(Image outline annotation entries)

========

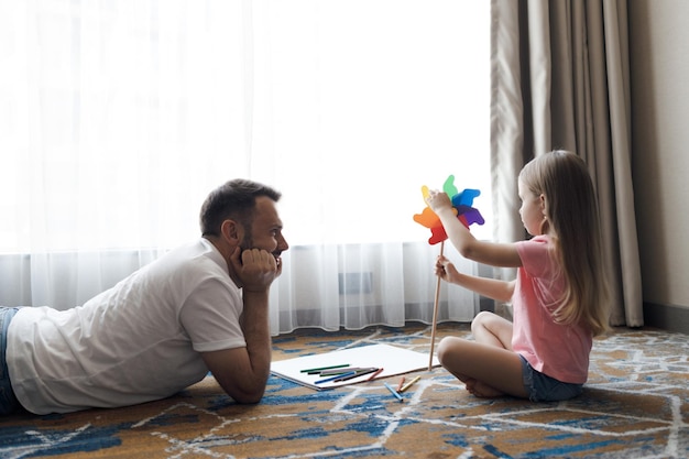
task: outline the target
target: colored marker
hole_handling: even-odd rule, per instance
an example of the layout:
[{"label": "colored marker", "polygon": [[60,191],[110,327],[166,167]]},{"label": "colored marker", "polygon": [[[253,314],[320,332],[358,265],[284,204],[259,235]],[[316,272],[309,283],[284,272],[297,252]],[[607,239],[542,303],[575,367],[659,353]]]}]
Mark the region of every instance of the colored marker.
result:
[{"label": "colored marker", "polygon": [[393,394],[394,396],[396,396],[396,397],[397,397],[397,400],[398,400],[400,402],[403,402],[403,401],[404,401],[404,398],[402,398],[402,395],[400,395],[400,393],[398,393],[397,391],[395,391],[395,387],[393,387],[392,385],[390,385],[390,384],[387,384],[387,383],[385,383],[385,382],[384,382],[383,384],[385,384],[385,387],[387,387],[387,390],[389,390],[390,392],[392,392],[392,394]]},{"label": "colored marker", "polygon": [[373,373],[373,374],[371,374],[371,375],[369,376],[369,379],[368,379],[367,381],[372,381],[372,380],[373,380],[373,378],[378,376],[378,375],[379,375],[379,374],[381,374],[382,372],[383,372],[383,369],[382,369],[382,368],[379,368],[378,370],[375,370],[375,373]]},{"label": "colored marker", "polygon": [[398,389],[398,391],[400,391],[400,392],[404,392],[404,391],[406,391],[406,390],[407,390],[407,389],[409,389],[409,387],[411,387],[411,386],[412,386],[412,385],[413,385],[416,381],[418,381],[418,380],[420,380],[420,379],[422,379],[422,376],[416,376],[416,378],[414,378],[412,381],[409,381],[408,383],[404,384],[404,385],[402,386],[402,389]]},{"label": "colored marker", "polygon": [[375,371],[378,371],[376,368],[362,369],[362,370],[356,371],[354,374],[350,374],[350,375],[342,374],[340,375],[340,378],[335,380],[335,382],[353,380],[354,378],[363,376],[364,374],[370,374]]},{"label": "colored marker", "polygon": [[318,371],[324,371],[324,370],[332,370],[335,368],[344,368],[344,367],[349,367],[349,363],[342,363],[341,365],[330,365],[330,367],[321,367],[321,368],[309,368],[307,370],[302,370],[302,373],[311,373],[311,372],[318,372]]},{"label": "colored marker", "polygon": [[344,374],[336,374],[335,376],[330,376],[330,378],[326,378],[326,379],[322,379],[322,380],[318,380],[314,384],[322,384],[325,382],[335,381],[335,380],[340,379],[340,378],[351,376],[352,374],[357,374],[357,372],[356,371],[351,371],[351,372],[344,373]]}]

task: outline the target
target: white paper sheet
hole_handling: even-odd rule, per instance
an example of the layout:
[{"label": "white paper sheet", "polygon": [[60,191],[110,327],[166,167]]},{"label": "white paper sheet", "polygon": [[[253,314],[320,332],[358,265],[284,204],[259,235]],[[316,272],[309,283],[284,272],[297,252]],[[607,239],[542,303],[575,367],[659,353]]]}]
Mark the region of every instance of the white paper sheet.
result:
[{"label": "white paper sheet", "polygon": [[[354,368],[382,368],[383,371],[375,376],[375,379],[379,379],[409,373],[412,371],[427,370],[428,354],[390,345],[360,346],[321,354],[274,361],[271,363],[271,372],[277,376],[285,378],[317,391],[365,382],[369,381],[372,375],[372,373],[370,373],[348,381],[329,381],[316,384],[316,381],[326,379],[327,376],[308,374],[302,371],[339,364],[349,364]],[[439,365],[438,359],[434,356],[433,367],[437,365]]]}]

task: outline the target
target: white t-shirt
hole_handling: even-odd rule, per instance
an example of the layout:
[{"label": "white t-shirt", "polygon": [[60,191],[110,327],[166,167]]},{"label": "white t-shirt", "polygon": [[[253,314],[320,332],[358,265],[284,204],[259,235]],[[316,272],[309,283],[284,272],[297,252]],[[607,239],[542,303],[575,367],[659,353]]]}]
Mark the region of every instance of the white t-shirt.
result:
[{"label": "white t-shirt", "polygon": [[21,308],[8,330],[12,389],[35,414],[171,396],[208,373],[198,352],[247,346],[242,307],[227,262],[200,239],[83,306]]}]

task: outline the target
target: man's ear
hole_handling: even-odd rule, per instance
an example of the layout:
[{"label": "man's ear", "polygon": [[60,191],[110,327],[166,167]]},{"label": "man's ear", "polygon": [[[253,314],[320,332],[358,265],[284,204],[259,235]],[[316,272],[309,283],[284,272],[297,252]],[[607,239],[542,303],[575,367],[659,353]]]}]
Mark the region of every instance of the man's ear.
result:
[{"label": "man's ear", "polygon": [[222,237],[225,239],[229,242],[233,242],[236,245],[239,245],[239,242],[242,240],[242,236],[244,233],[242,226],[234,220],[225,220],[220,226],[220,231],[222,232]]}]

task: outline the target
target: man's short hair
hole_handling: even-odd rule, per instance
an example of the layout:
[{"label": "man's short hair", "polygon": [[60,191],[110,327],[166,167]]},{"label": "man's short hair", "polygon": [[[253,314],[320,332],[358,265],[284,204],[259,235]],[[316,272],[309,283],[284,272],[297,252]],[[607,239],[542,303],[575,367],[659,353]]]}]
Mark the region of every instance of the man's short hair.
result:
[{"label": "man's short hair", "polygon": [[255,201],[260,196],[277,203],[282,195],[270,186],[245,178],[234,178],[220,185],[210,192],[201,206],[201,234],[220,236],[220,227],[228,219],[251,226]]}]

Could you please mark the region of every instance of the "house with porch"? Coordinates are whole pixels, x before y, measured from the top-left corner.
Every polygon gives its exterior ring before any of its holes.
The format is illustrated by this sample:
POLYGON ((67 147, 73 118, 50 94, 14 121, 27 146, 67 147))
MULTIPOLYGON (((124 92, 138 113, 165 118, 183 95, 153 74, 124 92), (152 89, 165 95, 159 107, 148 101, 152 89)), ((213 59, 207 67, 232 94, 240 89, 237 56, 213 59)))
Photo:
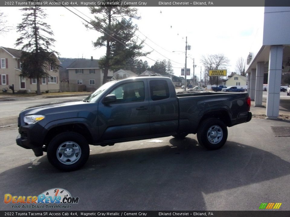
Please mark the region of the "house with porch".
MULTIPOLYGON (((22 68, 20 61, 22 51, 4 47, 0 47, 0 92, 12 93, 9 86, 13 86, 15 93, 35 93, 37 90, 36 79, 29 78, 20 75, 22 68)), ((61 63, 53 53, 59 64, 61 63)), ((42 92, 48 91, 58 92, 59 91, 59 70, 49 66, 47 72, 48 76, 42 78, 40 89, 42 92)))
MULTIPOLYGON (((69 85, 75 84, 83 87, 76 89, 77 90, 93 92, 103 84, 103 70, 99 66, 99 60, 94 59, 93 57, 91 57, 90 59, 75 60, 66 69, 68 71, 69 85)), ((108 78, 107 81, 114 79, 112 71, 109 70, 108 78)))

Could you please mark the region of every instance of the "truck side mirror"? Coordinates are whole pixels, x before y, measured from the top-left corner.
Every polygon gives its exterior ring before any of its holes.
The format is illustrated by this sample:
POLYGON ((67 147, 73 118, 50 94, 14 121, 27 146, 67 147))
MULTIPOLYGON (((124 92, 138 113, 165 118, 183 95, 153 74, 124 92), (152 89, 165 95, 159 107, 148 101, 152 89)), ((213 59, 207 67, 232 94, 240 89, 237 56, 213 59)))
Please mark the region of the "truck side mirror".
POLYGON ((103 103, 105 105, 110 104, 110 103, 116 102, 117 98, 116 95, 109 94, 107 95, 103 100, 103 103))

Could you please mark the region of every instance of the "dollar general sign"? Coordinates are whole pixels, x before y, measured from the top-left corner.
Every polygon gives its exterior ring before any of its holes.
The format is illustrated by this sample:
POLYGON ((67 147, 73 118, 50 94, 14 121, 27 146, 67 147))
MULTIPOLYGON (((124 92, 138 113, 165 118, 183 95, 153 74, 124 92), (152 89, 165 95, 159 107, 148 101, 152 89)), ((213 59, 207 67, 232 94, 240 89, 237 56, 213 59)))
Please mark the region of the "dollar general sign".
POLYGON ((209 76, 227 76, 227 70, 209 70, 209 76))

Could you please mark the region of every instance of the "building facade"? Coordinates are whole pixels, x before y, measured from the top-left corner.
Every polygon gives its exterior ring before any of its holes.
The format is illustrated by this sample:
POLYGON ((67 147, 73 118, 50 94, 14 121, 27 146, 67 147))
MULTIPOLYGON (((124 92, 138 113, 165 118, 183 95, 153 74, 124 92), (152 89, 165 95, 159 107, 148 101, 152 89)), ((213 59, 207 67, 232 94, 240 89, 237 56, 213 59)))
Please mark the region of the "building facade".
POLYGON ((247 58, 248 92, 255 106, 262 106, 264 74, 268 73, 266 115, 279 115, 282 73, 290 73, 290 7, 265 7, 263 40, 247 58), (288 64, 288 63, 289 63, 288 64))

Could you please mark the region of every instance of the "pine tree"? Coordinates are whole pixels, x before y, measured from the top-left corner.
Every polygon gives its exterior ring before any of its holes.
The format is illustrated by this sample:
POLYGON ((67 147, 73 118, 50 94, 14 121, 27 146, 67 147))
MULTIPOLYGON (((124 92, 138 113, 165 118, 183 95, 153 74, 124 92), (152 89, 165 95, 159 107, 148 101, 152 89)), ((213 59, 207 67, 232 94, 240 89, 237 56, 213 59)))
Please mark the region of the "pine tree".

========

Identify each line of the items above that contains the string "with", and copy every such line in full. The match is case-sensitive.

Could you please mark the region of every instance of the "house with porch"? Coordinates are whole pixels, x before y, measured from the top-left corner.
Please mark the region of the "house with porch".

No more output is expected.